— EXERCISES TO COMPLETE —
[1] Please rewrite the Postgres text from "translated: one slow" to "of the queue.", renaming "migration" to "schema change".
[2] Summarize the Postgres text in three sentences.

— TEXT EXCERPT —
⟨
DataFileRead is pg telling you “this cook is currently standing in front of the walk-in waiting for an ingredient.” you can see it in pg_stat_activity—there’s a column called wait_event, and when it says DataFileRead, that backend is not doing work, it’s waiting on the kernel to hand it a page from disk. in a healthy db you barely see this column populated. in a bloated one, every cook in the kitchen is stuck on it. you open pg_stat_activity during the incident and the wait_event column is just DataFileRead, DataFileRead, DataFileRead all the way down.

turtles.

the buffer cache hit ratio is the metric for “what percent of the time did the cook find what they needed on the prep counter vs having to walk to the cooler.” healthy kitchen, 99%. bloated kitchen, less than 93%. the difference between those two numbers sounds small. it isn’t, watch: 99% uptime vs 93% uptime—your business is dead.

grabbing something off the prep counter is ~100 nanoseconds. walking to the walk-in is ~100 microseconds. that’s 1000x slower. drop the hit ratio from 99% to 60% and your average query gets dramatically slower without anything in the app or the query plan changing at all.

(the query plan is just pg’s recipe for how to cook the order. same recipe. same ingredients. same steps. just way more walking.)

and this is the part that makes people lose their minds during the incident: nothing changed. no deploy. no new code. wow, weird, nothing changed! the recipe must still be the same because the indexes are the same and my query certainly didn’t change because it was always select * from users.

but your graphs are vertical and everyone is on a call. and the answer is: the heap got fat (more dead rows piled up on the shelves), the prep counter didn’t, and now every cook is walking to the cooler for every order. the only thing that changed is the busser stopped being allowed to throw out rotten food, because of the 3-hour query nobody noticed.

DataFileRead in pg_stat_activity.wait_event is the smoking gun. it’s pg pointing at the cooler door and saying “this is where your latency went.”

one slow table blocks the whole restaurant

if someone’s slowly eating at table 7 (long SELECT holding AccessShareLock) and a contractor shows up to repaint table 7 (ALTER TABLE wanting AccessExclusiveLock), the contractor waits.

and then every new customer who wants table 7 lines up behind the contractor—even the ones who’d be done in 2 minutes—because pg’s lock queue is fifo. doesn’t matter that a fresh SELECT only needs AccessShareLock and would be compatible with the running one; it’s behind the ALTER, so it waits.

one slow eater freezes the whole section.

translated: one slow query blocks a migration, and the migration blocks every other query on that table. deploys hang. writes hang. and the worst part is you’ll see the waiting queries in pg_stat_activity and think those are the problem, when really it’s the 3-hour SELECT at the front of the queue.

spilled food keeps spilling

when a query needs more memory than work_mem allows, it spills to disk—hash joins, sorts, ctes, the usual suspects. those temp files live in base/pgsql_tmp on the data volume.

right now those queries get cut off before they finish spilling. without the timeout they finish. and a single bad join can write tens of gigs.
⟩
— DATA SHOWN —
⟨
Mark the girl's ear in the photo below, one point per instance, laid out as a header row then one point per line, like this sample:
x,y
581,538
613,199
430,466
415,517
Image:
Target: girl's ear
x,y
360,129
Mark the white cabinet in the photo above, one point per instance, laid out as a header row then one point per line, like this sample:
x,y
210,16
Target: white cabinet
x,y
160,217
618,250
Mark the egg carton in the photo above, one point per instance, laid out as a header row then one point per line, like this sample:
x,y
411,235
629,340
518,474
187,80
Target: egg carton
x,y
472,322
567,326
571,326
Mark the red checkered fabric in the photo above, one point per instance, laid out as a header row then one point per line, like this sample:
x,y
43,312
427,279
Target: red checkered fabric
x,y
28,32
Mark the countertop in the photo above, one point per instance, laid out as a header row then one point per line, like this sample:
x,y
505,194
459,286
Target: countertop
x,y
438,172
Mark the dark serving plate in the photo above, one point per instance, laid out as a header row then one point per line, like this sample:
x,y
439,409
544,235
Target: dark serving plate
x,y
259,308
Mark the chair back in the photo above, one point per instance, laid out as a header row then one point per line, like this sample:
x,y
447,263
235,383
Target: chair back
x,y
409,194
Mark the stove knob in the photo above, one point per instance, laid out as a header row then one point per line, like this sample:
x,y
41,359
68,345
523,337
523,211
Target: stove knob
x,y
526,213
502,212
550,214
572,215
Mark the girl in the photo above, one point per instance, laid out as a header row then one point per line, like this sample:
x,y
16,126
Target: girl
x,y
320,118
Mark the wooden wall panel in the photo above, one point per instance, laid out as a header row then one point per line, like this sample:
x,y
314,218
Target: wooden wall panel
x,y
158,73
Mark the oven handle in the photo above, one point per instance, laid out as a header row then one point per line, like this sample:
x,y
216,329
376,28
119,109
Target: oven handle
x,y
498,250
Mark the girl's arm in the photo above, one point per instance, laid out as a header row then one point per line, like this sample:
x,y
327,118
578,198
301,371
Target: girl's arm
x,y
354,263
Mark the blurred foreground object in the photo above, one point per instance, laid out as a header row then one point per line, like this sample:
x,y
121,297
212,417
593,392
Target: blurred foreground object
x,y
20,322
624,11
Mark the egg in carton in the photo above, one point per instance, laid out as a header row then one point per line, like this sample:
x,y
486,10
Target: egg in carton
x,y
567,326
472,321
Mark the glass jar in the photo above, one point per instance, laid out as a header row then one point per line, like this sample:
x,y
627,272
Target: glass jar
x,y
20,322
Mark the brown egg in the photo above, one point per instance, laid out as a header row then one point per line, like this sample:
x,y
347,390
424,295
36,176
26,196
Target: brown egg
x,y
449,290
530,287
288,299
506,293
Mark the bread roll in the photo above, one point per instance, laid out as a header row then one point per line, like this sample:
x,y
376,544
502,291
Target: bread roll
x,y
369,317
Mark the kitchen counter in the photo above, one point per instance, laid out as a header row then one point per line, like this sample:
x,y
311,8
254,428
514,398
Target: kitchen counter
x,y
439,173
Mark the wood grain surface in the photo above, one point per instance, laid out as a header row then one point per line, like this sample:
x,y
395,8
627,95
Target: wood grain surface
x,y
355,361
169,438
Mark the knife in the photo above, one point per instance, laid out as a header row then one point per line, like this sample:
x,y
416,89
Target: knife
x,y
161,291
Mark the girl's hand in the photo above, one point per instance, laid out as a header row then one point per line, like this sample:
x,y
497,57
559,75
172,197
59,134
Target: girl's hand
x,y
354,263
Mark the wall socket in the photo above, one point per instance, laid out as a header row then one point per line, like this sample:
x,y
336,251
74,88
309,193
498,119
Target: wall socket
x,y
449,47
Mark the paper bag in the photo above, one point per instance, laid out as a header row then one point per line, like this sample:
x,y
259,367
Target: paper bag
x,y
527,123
⟩
— RESULTS OF THE EXERCISE —
[1]
translated: one slow query blocks a schema change, and the schema change blocks every other query on that table. deploys hang. writes hang. and the worst part is you’ll see the waiting queries in pg_stat_activity and think those are the problem, when really it’s the 3-hour SELECT at the front of the queue.

[2] When a table's heap fills with dead rows, backends show DataFileRead in the wait_event column of pg_stat_activity, waiting on the kernel for pages from disk, and the buffer cache hit ratio drops, so queries slow down even though nothing in the app or query plan changed. Because Postgres's lock queue is FIFO, a long SELECT can block an ALTER TABLE migration, and that migration then blocks every other query on the table. Queries that need more memory than work_mem allows spill temp files to base/pgsql_tmp on the data volume, and a single bad join can write tens of gigs.